Given task = Print each of the lines below word for word, without changing anything.
>> Begin Data lines
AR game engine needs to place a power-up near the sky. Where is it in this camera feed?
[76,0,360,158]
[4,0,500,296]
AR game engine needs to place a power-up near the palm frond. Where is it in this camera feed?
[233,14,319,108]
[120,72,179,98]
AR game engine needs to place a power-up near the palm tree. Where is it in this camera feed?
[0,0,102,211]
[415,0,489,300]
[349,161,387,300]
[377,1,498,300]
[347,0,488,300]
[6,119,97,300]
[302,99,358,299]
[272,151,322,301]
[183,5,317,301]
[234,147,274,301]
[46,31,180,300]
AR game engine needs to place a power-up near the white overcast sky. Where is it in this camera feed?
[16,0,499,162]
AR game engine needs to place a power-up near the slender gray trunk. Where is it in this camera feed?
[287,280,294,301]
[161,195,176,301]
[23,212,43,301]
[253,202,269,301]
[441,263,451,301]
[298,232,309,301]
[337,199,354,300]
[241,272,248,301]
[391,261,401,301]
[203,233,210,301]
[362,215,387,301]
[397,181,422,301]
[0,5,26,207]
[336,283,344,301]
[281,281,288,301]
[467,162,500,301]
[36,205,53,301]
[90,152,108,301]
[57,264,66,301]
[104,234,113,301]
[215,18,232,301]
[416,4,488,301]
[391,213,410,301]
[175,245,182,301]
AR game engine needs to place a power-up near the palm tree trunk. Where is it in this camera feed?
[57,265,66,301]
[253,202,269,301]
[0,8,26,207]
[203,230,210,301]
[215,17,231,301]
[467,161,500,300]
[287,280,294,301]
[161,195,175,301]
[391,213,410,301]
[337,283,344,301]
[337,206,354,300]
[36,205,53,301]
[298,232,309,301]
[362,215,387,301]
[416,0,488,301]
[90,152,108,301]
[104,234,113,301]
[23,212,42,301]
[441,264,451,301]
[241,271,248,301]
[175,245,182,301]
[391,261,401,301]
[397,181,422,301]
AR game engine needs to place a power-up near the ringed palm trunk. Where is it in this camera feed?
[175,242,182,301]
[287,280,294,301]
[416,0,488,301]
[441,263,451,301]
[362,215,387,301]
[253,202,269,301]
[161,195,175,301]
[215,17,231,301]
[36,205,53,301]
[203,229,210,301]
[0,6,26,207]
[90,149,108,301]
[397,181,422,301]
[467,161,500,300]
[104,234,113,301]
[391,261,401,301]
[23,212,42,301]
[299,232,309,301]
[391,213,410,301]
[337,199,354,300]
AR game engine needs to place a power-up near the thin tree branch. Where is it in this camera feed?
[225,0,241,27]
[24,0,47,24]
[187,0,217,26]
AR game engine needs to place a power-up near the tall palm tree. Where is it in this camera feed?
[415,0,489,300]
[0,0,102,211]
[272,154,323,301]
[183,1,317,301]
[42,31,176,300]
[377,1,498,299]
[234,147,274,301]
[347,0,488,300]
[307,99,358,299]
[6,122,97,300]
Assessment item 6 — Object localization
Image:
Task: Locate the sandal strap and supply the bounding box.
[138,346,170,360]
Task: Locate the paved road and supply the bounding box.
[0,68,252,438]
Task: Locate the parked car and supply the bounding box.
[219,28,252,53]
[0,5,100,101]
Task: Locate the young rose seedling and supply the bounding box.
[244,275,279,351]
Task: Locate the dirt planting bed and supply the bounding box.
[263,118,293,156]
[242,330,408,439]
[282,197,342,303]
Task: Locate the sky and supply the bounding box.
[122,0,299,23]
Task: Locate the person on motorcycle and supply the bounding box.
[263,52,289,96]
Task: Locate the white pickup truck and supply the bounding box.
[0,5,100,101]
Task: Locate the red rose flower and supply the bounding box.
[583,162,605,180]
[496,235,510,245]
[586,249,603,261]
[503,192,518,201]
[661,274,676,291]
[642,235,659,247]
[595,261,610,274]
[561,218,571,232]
>> End Data lines
Exercise result =
AR game engine needs to place a power-up near the sky. Where is it in this camera feed?
[76,0,360,158]
[4,0,500,296]
AR game engine needs to place a power-up near the palm frond. Where is it in this camera feed?
[233,14,319,108]
[120,72,179,98]
AR game engine needs to place a power-up near the palm tree. Where is it in this camera feed?
[0,0,102,211]
[415,0,489,300]
[349,161,387,300]
[377,1,498,300]
[347,0,488,300]
[6,119,97,300]
[302,99,358,299]
[272,151,322,301]
[183,5,317,301]
[234,147,274,301]
[46,31,180,300]
AR game engine needs to place a power-up near the white overcast sky. Where is it in this camera feed?
[16,0,499,162]
AR game engine needs to place a power-up near the slender gray trunk. Where is it in this camera feed?
[287,280,294,301]
[161,195,176,301]
[23,212,43,301]
[253,202,269,301]
[441,263,451,301]
[298,232,309,301]
[337,199,354,300]
[241,272,248,301]
[391,261,401,301]
[203,233,210,301]
[362,215,387,301]
[397,181,422,301]
[0,5,26,207]
[336,283,344,301]
[281,281,288,301]
[467,162,500,301]
[36,205,53,301]
[90,152,108,301]
[57,264,66,301]
[104,234,113,301]
[215,18,232,301]
[416,4,488,301]
[391,213,410,301]
[175,245,182,301]
AR game engine needs to place a power-up near the palm tree trunk. Where is it in this camera feed?
[57,265,66,301]
[253,202,269,301]
[0,8,26,207]
[203,230,210,301]
[215,17,231,301]
[467,161,500,300]
[287,280,294,301]
[161,195,175,301]
[391,213,410,301]
[337,283,344,301]
[337,206,354,300]
[36,205,53,301]
[298,232,309,301]
[362,215,387,301]
[416,0,488,301]
[90,152,108,301]
[104,234,113,301]
[23,212,42,301]
[441,264,451,301]
[241,271,248,301]
[175,245,182,301]
[391,261,401,301]
[397,181,422,301]
AR game engine needs to place a power-up near the ringed palm trunk. Where is it in this camera feed?
[175,242,182,301]
[287,280,294,301]
[416,0,488,301]
[441,263,451,301]
[362,215,387,301]
[253,202,269,301]
[161,195,175,301]
[215,17,231,301]
[36,205,53,301]
[203,229,210,301]
[0,6,26,207]
[90,149,108,301]
[397,181,422,301]
[467,161,500,300]
[104,234,113,301]
[391,261,401,301]
[23,212,42,301]
[299,232,309,301]
[391,213,410,301]
[337,199,354,300]
AR game engine needs to place a power-up near the thin tree branch. Where is it in this camera feed?
[225,0,241,27]
[24,0,47,24]
[187,0,217,26]
AR game engine needs to place a power-up near the tall palm tree. Where is it in this camera feed?
[415,0,489,300]
[0,0,102,211]
[272,154,323,301]
[183,1,317,301]
[42,31,176,300]
[377,1,498,299]
[234,147,274,301]
[347,0,488,300]
[307,99,358,299]
[6,122,97,300]
Assessment item 6 — Object localization
Image:
Task: Locate the sandal strap and supply the bounding box.
[138,346,170,360]
Task: Locate the paved road and supply the bounding box.
[0,68,252,438]
Task: Locate the parked car and supply the bounding box.
[219,28,252,53]
[0,5,100,101]
Task: Locate the young rose seedling and supply the bounding box.
[244,275,279,351]
Task: Locate the dirt planting bed and supply the bounding box.
[263,118,293,156]
[242,330,408,439]
[282,197,342,303]
Task: Locate the sky and supply the bounding box.
[122,0,299,23]
Task: Locate the person on motorcycle and supply the bounding box.
[263,52,289,96]
Task: Locate the white pickup truck and supply the bounding box.
[0,5,100,101]
Task: Locate the red rose flower and supply the bounding box.
[583,162,605,180]
[496,235,510,245]
[586,249,603,261]
[503,192,518,201]
[661,274,676,291]
[642,235,659,247]
[595,261,610,274]
[561,218,571,232]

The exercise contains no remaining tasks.